● **The problem**: Reproduce the lines below word for word, leaving out the pictures.

● **Supplied material**:
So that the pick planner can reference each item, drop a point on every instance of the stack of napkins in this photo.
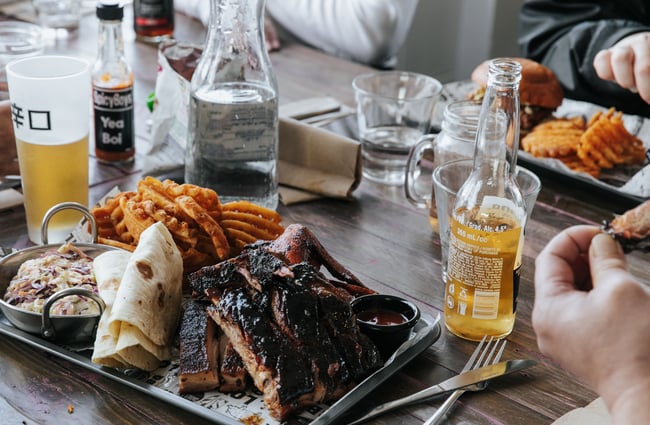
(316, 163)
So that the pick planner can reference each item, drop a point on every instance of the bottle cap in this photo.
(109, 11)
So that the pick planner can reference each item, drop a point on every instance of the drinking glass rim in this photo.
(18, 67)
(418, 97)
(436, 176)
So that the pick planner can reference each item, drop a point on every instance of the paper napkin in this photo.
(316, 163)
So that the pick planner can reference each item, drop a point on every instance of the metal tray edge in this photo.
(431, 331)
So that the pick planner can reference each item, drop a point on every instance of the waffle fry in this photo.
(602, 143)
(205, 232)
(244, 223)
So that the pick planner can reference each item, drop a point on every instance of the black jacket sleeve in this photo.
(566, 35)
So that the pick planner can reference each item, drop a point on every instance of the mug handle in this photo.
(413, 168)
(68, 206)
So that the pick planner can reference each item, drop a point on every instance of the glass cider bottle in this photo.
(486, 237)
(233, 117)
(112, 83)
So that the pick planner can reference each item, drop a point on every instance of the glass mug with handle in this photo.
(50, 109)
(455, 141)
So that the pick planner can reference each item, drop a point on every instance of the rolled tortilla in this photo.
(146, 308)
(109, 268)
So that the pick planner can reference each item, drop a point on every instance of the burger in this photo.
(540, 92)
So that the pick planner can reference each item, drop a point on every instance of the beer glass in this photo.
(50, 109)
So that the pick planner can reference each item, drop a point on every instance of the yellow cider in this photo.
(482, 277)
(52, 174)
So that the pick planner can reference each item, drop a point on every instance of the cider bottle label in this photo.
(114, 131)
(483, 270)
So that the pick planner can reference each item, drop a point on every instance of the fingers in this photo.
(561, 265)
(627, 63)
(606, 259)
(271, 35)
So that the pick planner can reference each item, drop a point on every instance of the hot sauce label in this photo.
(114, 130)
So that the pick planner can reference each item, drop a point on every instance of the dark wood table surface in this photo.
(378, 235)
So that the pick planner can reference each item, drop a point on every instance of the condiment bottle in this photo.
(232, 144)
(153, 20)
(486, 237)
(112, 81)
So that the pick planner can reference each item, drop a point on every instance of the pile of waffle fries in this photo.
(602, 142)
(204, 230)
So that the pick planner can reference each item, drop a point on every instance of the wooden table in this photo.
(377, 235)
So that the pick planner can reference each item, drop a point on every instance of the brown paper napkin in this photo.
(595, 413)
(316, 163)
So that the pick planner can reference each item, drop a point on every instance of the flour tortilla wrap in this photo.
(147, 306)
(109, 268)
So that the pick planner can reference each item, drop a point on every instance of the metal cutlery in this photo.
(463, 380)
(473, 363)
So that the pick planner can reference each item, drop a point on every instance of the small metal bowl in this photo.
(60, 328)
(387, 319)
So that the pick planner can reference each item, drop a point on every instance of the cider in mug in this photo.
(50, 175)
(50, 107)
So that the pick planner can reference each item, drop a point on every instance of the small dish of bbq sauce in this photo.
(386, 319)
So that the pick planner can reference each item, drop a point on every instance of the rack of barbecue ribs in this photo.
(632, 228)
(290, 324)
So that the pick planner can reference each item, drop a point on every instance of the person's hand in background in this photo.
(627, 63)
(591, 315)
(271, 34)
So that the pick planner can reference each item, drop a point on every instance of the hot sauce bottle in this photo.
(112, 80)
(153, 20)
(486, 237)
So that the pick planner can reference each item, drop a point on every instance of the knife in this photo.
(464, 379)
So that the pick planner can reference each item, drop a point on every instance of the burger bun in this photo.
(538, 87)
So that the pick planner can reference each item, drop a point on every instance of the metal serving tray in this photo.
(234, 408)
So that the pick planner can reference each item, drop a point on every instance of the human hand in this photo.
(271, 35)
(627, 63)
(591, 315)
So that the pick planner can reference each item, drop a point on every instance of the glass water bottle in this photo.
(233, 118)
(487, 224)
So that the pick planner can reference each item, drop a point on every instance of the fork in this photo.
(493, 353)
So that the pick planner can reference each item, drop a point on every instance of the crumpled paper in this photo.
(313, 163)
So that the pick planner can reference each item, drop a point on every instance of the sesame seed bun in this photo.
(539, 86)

● **Answer below**:
So that the pick planner can reference each item, drop a point on every instance of the stack of napkins in this photo.
(316, 163)
So that the pick planner can reference each item, drop a point on every instance of the bottle cap in this photo.
(109, 11)
So that the pick planner can reference each item, drop a point on every instance of the drinking glass rim in this photo.
(18, 67)
(418, 97)
(436, 176)
So that the pick planner can reference each item, drop a point on every instance of the paper napkin in this photo.
(316, 163)
So that the pick planner can reference each item, drop a point on every instance of the metal tray edge in this photo.
(431, 331)
So that the pick planner can reference each item, drop a point on every instance of the waffle fry in this photo.
(602, 143)
(205, 232)
(244, 223)
So that the pick planner can reference each item, drop a point on every instance of the black jacket sleeve in this photo.
(566, 35)
So that the pick planner can reference each item, drop a point on every instance of the mug handle in this photo.
(413, 168)
(68, 206)
So that the pick planner can reference each item, drop a point on every instance of the glass cider bottle in this photo.
(486, 237)
(233, 117)
(112, 83)
So that the pick planner can reference each item, drop a point on every instance of the glass mug with handle in this photo.
(50, 109)
(455, 141)
So that the pick planner can reference each item, drop a point on every instance of the rolled tortilla in this photo.
(146, 308)
(109, 268)
So that the pick planner can reference each item, drop a point on every instance of the burger in this photo.
(540, 92)
So that the pick planner can reference each item, drop a point on every instance of the beer glass in this photo.
(50, 109)
So that the pick planner can reference each item, drop a point on every instance of the yellow cider in this photo.
(482, 277)
(52, 174)
So that the pick planner can reference each item, drop a point on every instance of the cider bottle label in this photo.
(114, 131)
(483, 270)
So that the pick planner can reference each item, drop a point on every instance of the fingers in this photo.
(561, 265)
(627, 63)
(606, 259)
(271, 35)
So that the pick planner can reference each item, drop a point on every instance of the hot sauce label in this photo.
(114, 130)
So that the pick planner can reference each item, drop a point on every instance of the dark wood table surface in this photo.
(378, 235)
So that the pick planner can reference each item, drop a point on every instance of the condiment bottle in this photo.
(232, 144)
(153, 20)
(486, 237)
(112, 81)
So that the pick planner can reference each item, drop a point on every instance of the pile of waffle fries in this photo.
(602, 142)
(204, 230)
So that the pick planner can reference each item, drop a point on every instance of the wooden table in this photo.
(377, 235)
So that the pick planner can reference each item, drop a point on every instance of the brown paper napkin in this photo.
(595, 413)
(316, 163)
So that the pick planner can reference each item, drop a point on every instance of the flour tortilla wrap in this photo.
(147, 306)
(109, 268)
So that the pick planner can reference each item, drop a point on every instance of the metal cutlery in this photo.
(463, 380)
(473, 363)
So that the pick planner can reference each item, drop a point on every instance of the small metal bowl in this photo.
(60, 328)
(387, 319)
So that the pick planner can reference each item, drop a point on every instance of the cider in mug in this photo.
(50, 175)
(50, 107)
So that the pick planner can reference each item, drop a point on every instance of the small dish of bbq sauce in this photo.
(386, 319)
So that the pick planner can reference each item, drop a point on every instance of the rack of barbecue ribs in this photo.
(632, 228)
(290, 324)
So that the pick planner can reference each item, drop a point on every instance of the person's hand in background in this photo.
(627, 63)
(591, 315)
(271, 34)
So that the pick planner can reference each item, drop a point on every instance of the hot sauce bottle in this photo.
(112, 80)
(153, 20)
(486, 237)
So that the pick planner can reference each item, drop a point on every instance of the knife in this photo.
(464, 379)
So that the pick planner can reference each item, drop a point on every instance of the burger bun in this photo.
(538, 87)
So that the pick planner can reference each item, drop a point on every instance of the metal serving tray in this photo.
(234, 408)
So that the pick planner can reference each item, drop a point on every instance of the human hand in this photo.
(271, 35)
(627, 63)
(591, 315)
So that the pick planner can reference each item, drop a point on every instance of the glass water bottle in this photo.
(233, 118)
(487, 224)
So that the pick planner can reference each item, drop a point on every instance of the fork in this photo.
(493, 353)
So that the pick planner can reference each item, drop a point on every instance of the crumpled paper in this photo.
(313, 163)
So that the pick planner can reference each item, drop a point on every instance of the sesame seed bun in this photo.
(539, 86)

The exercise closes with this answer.